Objective :: Omit the pictures and retype only the lines from the one containing "TARGET: uniformed man" through the end of the listing, both ends included.

The input ::
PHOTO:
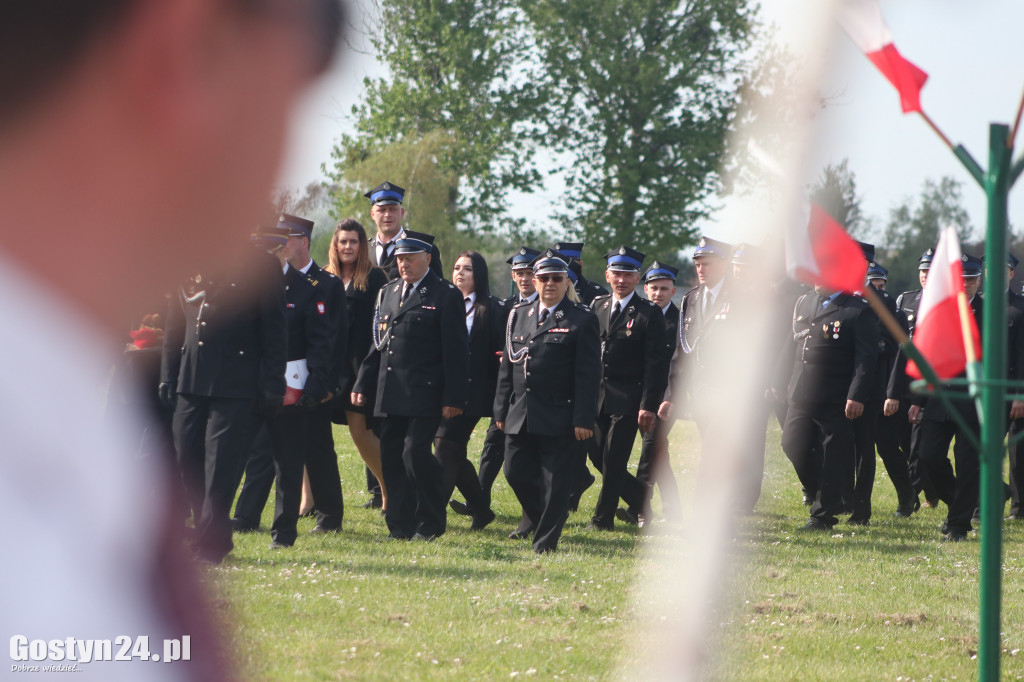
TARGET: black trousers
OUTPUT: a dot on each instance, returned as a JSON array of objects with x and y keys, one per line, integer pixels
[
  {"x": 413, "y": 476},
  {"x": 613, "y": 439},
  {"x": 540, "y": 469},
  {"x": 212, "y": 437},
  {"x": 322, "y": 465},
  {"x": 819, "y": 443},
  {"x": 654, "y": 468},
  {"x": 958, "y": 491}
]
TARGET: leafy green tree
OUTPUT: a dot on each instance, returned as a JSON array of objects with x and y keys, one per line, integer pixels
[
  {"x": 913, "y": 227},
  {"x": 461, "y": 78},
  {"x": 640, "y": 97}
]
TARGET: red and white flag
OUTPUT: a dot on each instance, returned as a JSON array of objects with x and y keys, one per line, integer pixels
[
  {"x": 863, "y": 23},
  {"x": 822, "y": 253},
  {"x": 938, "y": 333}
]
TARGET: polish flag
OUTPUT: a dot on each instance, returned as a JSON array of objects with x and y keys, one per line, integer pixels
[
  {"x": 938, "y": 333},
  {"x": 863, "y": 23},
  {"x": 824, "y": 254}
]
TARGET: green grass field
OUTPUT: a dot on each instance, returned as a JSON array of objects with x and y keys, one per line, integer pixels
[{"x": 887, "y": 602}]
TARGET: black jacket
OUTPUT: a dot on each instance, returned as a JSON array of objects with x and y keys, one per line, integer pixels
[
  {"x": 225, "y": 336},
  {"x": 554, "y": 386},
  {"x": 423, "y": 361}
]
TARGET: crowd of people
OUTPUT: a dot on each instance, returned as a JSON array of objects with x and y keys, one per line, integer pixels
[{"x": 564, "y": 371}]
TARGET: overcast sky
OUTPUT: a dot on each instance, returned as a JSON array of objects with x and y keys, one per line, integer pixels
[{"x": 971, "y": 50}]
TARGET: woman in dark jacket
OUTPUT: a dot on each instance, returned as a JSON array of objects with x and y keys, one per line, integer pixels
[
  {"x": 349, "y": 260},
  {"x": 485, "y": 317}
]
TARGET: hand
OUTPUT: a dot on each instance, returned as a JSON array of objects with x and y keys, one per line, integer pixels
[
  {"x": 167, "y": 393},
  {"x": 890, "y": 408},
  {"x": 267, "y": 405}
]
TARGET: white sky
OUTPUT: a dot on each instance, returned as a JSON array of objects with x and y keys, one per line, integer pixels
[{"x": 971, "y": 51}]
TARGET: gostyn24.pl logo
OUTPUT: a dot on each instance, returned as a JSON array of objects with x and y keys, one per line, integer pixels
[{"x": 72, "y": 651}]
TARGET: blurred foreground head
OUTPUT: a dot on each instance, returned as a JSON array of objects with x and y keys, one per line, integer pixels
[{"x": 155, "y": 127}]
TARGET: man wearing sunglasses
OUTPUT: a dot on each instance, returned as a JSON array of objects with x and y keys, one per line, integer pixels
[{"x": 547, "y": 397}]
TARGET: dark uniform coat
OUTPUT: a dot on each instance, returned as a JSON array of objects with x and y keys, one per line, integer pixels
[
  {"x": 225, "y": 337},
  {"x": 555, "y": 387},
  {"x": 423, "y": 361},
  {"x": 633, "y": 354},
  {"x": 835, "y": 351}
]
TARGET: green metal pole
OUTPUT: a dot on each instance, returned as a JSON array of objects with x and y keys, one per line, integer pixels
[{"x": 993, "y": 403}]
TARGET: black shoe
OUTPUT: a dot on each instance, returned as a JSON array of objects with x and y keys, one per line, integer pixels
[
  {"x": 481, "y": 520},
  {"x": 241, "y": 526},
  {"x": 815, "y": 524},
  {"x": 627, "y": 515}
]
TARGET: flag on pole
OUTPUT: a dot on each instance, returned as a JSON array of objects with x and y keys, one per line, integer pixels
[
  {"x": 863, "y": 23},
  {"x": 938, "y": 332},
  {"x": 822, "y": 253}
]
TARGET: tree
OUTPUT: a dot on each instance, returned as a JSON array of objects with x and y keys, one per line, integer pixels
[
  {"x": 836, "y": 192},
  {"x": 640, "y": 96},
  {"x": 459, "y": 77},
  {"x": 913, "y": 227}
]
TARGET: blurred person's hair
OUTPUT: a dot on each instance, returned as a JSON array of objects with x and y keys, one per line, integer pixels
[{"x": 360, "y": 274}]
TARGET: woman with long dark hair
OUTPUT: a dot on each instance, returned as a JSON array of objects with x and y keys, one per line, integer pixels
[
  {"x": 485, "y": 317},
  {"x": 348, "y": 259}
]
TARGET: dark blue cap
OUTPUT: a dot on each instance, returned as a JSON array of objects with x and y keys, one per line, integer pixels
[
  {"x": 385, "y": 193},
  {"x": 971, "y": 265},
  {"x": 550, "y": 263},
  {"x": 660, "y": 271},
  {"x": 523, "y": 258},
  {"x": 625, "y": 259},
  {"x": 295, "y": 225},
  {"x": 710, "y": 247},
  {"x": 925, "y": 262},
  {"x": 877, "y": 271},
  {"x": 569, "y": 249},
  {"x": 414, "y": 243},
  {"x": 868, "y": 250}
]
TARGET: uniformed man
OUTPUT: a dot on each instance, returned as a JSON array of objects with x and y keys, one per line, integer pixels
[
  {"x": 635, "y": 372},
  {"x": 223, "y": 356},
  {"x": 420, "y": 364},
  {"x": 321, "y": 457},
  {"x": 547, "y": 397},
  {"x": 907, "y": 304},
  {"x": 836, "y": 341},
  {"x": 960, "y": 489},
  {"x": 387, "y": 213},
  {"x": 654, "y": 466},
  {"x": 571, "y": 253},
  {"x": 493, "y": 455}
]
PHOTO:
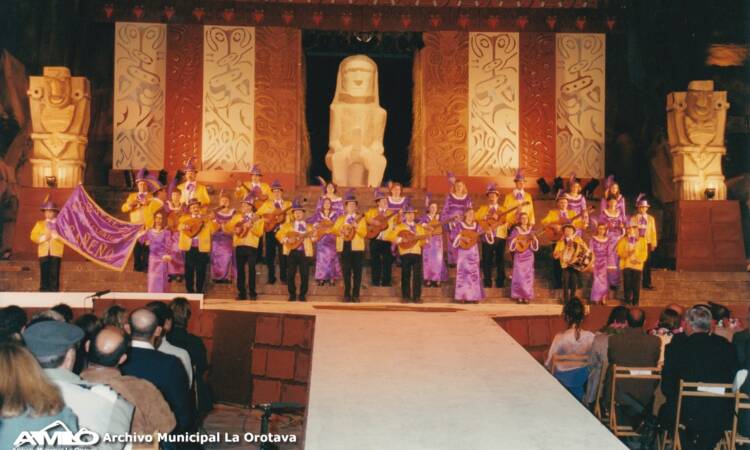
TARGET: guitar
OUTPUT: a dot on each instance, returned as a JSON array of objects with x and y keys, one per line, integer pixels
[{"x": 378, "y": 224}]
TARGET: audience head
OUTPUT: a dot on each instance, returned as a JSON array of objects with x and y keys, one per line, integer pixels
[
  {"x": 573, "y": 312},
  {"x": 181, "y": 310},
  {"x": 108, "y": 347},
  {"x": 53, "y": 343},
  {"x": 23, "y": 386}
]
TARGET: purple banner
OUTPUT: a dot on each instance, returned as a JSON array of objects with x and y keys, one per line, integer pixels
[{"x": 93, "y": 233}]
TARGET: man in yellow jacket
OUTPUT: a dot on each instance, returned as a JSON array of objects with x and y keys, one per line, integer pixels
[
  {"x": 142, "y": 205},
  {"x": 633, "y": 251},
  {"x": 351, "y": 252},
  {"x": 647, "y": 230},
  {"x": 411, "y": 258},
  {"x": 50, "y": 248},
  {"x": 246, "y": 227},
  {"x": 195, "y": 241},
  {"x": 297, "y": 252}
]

Reply ::
TARGET: uniformed man
OUTPUT: a dot on each instance, returned as a JSON array of objects with x and y keys, one per line, integer pixels
[
  {"x": 635, "y": 372},
  {"x": 223, "y": 356},
  {"x": 420, "y": 364},
  {"x": 321, "y": 457},
  {"x": 547, "y": 397},
  {"x": 907, "y": 304},
  {"x": 836, "y": 341},
  {"x": 960, "y": 489},
  {"x": 387, "y": 213},
  {"x": 654, "y": 466},
  {"x": 571, "y": 253},
  {"x": 493, "y": 455}
]
PHOTO:
TARGET: guitar
OUTPUT: a dot on each instance, returned as a JSON array of objects with x and y keys, one per line, integer pixels
[{"x": 378, "y": 224}]
TARGET: audience head
OUTPUT: a dot on each instance, returned as a JSON array of objects with x and y keys, one per line, integer pixels
[
  {"x": 573, "y": 312},
  {"x": 181, "y": 310},
  {"x": 108, "y": 347},
  {"x": 53, "y": 343},
  {"x": 23, "y": 386}
]
TARGET: purple banner
OUTPUT: a dot on each instance, returned as a JSON array of objects with x and y keys, one per line, integer pixels
[{"x": 93, "y": 233}]
TARGET: man in yellow jacket
OUTPUT: a dot on each instance, returned as a JSON array of objects with x and y keys, one per line, integer pixels
[
  {"x": 142, "y": 205},
  {"x": 633, "y": 251},
  {"x": 351, "y": 252},
  {"x": 647, "y": 230},
  {"x": 411, "y": 258},
  {"x": 50, "y": 248},
  {"x": 246, "y": 227},
  {"x": 195, "y": 241},
  {"x": 297, "y": 252}
]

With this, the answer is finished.